▸ What you should do:
Repeat the data exactly, please; no pictures belong in the copy.

Segment Open

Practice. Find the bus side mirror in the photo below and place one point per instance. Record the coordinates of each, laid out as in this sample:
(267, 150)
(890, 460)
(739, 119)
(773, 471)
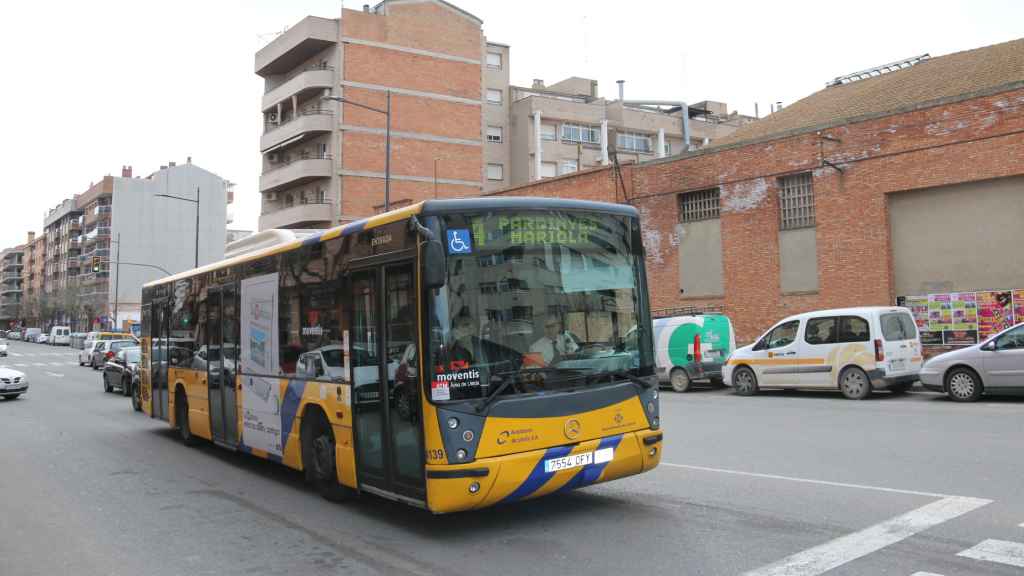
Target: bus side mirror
(434, 268)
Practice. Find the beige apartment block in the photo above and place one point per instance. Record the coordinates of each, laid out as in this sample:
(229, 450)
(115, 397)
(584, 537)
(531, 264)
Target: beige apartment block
(567, 126)
(32, 278)
(11, 261)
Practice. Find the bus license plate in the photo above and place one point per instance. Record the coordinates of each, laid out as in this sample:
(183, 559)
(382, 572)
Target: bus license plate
(566, 462)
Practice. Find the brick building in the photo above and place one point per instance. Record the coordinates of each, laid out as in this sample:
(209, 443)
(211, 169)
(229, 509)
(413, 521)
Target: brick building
(902, 180)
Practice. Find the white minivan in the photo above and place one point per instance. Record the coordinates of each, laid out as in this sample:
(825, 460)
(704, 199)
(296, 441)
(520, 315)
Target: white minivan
(854, 351)
(59, 336)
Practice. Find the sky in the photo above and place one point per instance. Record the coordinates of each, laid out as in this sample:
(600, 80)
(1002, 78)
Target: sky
(91, 86)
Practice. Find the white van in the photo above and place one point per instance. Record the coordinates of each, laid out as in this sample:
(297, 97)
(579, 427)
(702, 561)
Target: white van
(60, 336)
(854, 351)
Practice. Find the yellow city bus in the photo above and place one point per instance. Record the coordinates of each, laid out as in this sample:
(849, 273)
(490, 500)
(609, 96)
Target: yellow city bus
(452, 355)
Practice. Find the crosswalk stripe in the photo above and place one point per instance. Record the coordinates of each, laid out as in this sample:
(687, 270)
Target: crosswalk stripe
(1000, 551)
(834, 553)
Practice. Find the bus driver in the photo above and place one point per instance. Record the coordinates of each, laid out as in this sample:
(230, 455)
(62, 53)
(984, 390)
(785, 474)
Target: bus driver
(555, 343)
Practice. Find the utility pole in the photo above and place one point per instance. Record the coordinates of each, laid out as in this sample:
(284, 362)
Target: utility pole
(197, 228)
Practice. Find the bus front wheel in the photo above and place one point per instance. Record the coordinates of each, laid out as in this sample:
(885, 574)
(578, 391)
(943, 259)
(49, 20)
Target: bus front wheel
(318, 458)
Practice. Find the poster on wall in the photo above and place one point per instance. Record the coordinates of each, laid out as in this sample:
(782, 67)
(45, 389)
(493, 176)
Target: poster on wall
(960, 337)
(995, 313)
(940, 313)
(260, 395)
(965, 309)
(920, 311)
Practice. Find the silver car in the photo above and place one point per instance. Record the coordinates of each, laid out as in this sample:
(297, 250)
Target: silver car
(994, 366)
(12, 383)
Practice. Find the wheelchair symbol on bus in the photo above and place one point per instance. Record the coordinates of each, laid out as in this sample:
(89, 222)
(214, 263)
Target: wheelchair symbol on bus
(460, 241)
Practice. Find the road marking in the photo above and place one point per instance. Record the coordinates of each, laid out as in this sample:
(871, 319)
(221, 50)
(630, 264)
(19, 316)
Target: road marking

Segment Closed

▸ Exercise response:
Practice. Find the bus side mirror in the photo below and place one point per instance. Record the coordinates of each, laid out as in this sample:
(267, 150)
(890, 460)
(739, 119)
(773, 471)
Target: bus side mirror
(434, 268)
Practice. Find the beige apartment block in the photo above and place one point per instance. Record the coordinates of each, laid out as in this sample:
(229, 450)
(115, 397)
(584, 537)
(531, 264)
Target: beige apartment block
(567, 126)
(32, 278)
(11, 261)
Practice. Find the bus license plate in the photo above and place one point per instance. Record the coordinates of each, laid out as in this sample:
(183, 559)
(382, 572)
Target: bus license plate
(566, 462)
Practice. Find the brick building in the photo above and place one point per instance. Record the coordinates of each, laid out as in this sample:
(209, 443)
(211, 169)
(229, 509)
(413, 521)
Target: brick building
(902, 180)
Practice. Find the white minivan in the photo above and place one point per instance. Record the coordinates of each, laid out as in this sample:
(825, 460)
(704, 199)
(296, 441)
(520, 315)
Target: white minivan
(854, 351)
(59, 336)
Practice. Find the sky in the photo above and place one point per instance. Record the coordinates of each, laid out as in this sample:
(600, 80)
(1002, 78)
Target: sky
(91, 86)
Practice. Find the white van in the photo above and place one point per instance. Record the coordinates of each, laid out as in this sample:
(297, 97)
(579, 427)
(702, 561)
Target: white van
(60, 336)
(854, 351)
Practice. Find the yellow city bus in the photo above and place one point per instance. Record the coordinates of each, laid out as in this sample:
(849, 273)
(490, 500)
(609, 96)
Target: yellow city bus
(452, 355)
Practice. Find the crosswalk stripe in the photo above and place one point per instance. Record the coordinates of each, laid out as in this sample:
(687, 270)
Target: crosswalk stripe
(1000, 551)
(834, 553)
Practice. Find the bus driver in the photo above and place one point per instance. Record the coordinates of each, laid out as in this sample:
(230, 455)
(62, 53)
(984, 390)
(785, 474)
Target: bus driver
(555, 343)
Practice. Find the utility pole in the photo above and place one point per instance. Record the coordinates of each, laid out as in this sample:
(284, 362)
Target: utility pole
(197, 228)
Practice. Find the bus front wheel in the photo above and place one point per instance. Record the coordinates of each, laid out as in this sample:
(885, 574)
(578, 391)
(943, 259)
(49, 20)
Target: bus front wheel
(318, 458)
Practice. Find the poster on wall in the photo above and place one point per instance. Record the coordinates of each, laid out as in this sample:
(782, 67)
(45, 389)
(493, 176)
Target: poster on wall
(960, 337)
(995, 313)
(940, 313)
(260, 395)
(965, 309)
(920, 311)
Practice. Find the silver car in the photo above and place one point per instance. Record the coordinates of each, laid out as in this sample:
(297, 250)
Target: silver car
(994, 366)
(12, 383)
Practice. Find the wheelchair symbol on bus in the photo above and place one point per instance. Record the coordinates of each, laid out as in this sample:
(89, 222)
(214, 263)
Target: wheelchair symbol on bus
(460, 241)
Practice. Find the road marking in the photo above and place one point per instance. Record the coordinates of each, laid out as in this sample:
(871, 319)
(221, 50)
(630, 264)
(19, 316)
Target: road marking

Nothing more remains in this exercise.